Coordinate labeling data
::::::
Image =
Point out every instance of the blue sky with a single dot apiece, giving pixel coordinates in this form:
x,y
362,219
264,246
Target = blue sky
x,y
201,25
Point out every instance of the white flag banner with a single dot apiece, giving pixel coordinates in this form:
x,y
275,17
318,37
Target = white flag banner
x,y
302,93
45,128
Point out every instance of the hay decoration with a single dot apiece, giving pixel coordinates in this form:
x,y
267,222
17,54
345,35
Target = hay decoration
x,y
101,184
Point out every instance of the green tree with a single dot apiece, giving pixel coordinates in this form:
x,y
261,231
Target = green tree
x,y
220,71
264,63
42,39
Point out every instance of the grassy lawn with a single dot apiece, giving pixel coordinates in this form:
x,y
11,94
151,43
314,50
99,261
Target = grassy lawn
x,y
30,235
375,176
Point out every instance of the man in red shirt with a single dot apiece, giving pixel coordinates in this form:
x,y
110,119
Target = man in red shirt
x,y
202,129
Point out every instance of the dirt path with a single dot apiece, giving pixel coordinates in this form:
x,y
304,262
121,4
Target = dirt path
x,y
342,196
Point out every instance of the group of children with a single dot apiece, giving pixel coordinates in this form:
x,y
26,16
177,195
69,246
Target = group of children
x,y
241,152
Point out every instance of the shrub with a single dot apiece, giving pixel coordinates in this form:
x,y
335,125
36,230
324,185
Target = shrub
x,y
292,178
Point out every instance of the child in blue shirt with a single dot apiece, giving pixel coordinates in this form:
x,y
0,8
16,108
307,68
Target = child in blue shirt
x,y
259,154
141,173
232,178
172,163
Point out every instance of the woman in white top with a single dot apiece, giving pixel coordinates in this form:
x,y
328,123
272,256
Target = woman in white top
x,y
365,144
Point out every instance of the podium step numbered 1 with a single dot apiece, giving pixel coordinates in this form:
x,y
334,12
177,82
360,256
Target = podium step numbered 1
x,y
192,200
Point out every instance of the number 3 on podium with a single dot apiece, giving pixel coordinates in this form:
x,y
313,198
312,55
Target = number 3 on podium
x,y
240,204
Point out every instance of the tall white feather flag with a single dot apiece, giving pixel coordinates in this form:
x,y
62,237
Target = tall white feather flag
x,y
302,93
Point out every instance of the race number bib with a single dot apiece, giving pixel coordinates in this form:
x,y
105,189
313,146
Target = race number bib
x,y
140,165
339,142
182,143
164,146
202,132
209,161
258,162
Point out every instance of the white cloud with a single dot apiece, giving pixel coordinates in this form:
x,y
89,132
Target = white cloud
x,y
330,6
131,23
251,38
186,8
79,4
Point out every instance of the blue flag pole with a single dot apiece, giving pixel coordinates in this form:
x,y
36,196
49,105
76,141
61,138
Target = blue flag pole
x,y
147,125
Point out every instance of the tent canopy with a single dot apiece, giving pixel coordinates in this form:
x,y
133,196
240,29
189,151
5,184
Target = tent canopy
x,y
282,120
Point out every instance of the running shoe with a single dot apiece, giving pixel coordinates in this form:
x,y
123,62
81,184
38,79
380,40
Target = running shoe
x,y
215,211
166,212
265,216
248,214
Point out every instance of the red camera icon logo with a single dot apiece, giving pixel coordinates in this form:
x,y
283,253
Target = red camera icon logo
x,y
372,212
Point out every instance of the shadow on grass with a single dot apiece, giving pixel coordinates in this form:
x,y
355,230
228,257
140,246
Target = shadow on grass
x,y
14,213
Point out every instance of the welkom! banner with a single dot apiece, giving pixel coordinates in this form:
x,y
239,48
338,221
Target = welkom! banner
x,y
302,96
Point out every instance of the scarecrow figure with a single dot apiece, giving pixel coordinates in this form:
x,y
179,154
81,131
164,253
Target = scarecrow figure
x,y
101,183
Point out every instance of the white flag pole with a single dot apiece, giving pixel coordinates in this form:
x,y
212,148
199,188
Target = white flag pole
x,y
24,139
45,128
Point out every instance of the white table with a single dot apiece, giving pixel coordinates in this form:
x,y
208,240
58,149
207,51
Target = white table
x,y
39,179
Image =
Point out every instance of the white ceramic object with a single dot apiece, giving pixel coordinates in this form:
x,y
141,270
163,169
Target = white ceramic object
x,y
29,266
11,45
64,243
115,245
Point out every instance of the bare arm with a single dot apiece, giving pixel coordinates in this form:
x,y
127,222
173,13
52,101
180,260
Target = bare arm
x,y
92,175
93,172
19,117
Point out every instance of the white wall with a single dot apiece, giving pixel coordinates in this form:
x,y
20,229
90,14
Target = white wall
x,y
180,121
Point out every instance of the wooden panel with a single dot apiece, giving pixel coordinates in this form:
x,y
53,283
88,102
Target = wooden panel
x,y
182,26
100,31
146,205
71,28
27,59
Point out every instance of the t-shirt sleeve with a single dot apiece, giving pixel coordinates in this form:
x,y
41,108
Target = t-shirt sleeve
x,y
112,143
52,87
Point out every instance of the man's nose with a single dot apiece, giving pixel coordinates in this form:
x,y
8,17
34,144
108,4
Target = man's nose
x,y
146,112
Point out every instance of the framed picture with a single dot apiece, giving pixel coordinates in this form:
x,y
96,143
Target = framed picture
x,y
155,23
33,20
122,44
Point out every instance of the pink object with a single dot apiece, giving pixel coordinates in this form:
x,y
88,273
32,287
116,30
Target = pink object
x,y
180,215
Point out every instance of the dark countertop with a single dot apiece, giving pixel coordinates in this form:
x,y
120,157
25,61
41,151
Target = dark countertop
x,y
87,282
::::::
Written request: Output the records above in their entirety, exactly.

Full response:
Image =
Point out every instance of the blue sky with a single dot apiece, giving pixel coordinates in this form:
x,y
362,219
264,246
Target = blue sky
x,y
201,25
Point out every instance of the white flag banner with a single dot apiece, giving pixel coordinates in this form:
x,y
275,17
318,37
Target = white flag banner
x,y
302,93
45,128
Point out every instance of the hay decoration with a single dot apiece, giving pixel coordinates in this form:
x,y
267,222
17,54
345,35
Target = hay decoration
x,y
101,184
Point out every instance of the green tree with a single dot apiece, giving pixel coordinates in this form:
x,y
261,231
Target = green tree
x,y
220,71
264,63
42,39
Point out every instance of the grassy lawn with a single dot apiece, giving pixel coordinates in this form:
x,y
11,94
151,43
314,50
99,261
Target = grassy lawn
x,y
30,235
375,176
Point out every instance of the man in red shirt with a single dot apiece, giving pixel coordinates in this form:
x,y
110,119
Target = man in red shirt
x,y
202,129
Point out every instance of the dirt path with a single dot apiece, giving pixel coordinates in this form:
x,y
304,262
121,4
Target = dirt path
x,y
342,196
Point out every instance of the group of children with a single dot apiece, giving pixel coordinates in this form:
x,y
26,16
177,195
69,246
Target = group of children
x,y
241,152
Point out every instance of the shrub with a single dot apiece, giving pixel coordinates in this form:
x,y
335,125
36,230
324,185
Target = shrub
x,y
292,178
Point out every instance of the child in blue shirt with a single dot apiece, giving pixel coordinates in this form:
x,y
0,8
16,108
307,68
Target = child in blue shirt
x,y
259,154
141,173
232,178
172,163
Point out every instance of the woman in white top with a single dot apiece, giving pixel coordinates in this form:
x,y
328,123
272,256
Target = woman in white top
x,y
365,144
Point out every instance of the podium step numbered 1 with a single dot apiece, giving pixel coordinates in this form:
x,y
334,12
177,82
360,256
Target = podium step numbered 1
x,y
192,200
Point out every instance of the number 3 on podium with a single dot apiece, giving pixel coordinates in this form:
x,y
313,198
312,55
Target = number 3 on podium
x,y
240,204
Point out every instance of the tall white feather flag with a single dot apiece, giving pixel coordinates in this form:
x,y
62,237
Target = tall white feather flag
x,y
302,93
Point out every instance of the race number bib with a single dot apiece, giving pixel coordinates in this form:
x,y
105,189
313,146
Target = race number bib
x,y
140,165
339,142
182,143
164,146
202,132
209,161
258,162
Point out every instance of the white cloud with a single dot apiece, giving pixel coordinates in this form:
x,y
89,132
Target = white cloud
x,y
330,6
131,23
251,38
186,8
79,4
Point out every instance of the blue flag pole with a single dot apiece, giving pixel coordinates in this form:
x,y
36,196
49,105
76,141
61,138
Target = blue flag pole
x,y
147,125
Point out every instance of the tent canopy with a single dot apiece, giving pixel coordinates in this form:
x,y
133,196
240,29
189,151
5,184
Target = tent canopy
x,y
282,120
Point out every instance of the running shoe with a single dot apiece, giving pixel coordinates in this form:
x,y
123,62
81,184
38,79
380,40
Target = running shoe
x,y
215,211
166,212
265,216
248,214
Point out every instance of the red camera icon logo with a single dot apiece, giving pixel coordinates in this form:
x,y
283,253
Target = red camera icon logo
x,y
372,212
Point out every instance of the shadow on grass with a single dot apiece, giving pixel coordinates in this form:
x,y
355,230
228,257
140,246
Target = shadow on grass
x,y
14,213
Point out every instance of the welkom! banner with a single dot apiece, giving pixel coordinates in this form:
x,y
239,48
338,221
Target = welkom! banner
x,y
302,96
Point out every instance of the scarecrow figure with a single dot apiece, giving pixel coordinates in this form:
x,y
179,154
81,131
164,253
Target = scarecrow figure
x,y
101,183
Point out every instance of the white flag pole with a single dot apiece, giving pixel coordinates in this form:
x,y
212,148
199,188
Target = white flag pole
x,y
24,139
45,128
Point out every instance of the white table with a single dot apiece, giving pixel coordinates in this form:
x,y
208,240
58,149
207,51
Target = white table
x,y
39,179
Image =
Point out every instance of the white ceramic object with a single dot apiece, giving pixel coordinates in this form:
x,y
141,270
163,169
Target = white ceramic object
x,y
29,266
11,45
64,243
115,245
Point out every instance of the bare arm with a single dot apiece, giving pixel coordinates in this form:
x,y
127,222
173,13
52,101
180,260
Target = bare arm
x,y
92,175
93,172
19,117
Point out every instance of the white wall with a single dot apiece, giving pixel coordinates in this form:
x,y
20,229
90,14
Target = white wall
x,y
180,121
Point out every instance of the wooden panel with a single dot apiece, giving pixel coordinates in this form:
x,y
53,283
88,102
Target = wooden panel
x,y
182,26
100,31
146,205
71,28
27,59
Point out every instance of the t-shirt sleeve with a single dot apiece, giving pixel coordinates in this form:
x,y
41,108
Target = t-shirt sleeve
x,y
112,143
52,87
Point out every instance of the man's nose with a single dot apiece, giving pixel coordinates in this form:
x,y
8,17
34,144
108,4
Target = man's nose
x,y
146,112
Point out every instance of the framed picture with a single dot apiece, giving pixel coordinates in this form:
x,y
96,143
Target = framed picture
x,y
155,23
33,20
122,44
Point out every instance of the pink object with a single dot apiece, giving pixel coordinates in this form:
x,y
88,273
32,287
116,30
Target = pink object
x,y
180,215
Point out every instance of the dark countertop with a single dot apiece, giving pixel coordinates in this form:
x,y
120,157
25,61
41,151
Target = dark countertop
x,y
87,282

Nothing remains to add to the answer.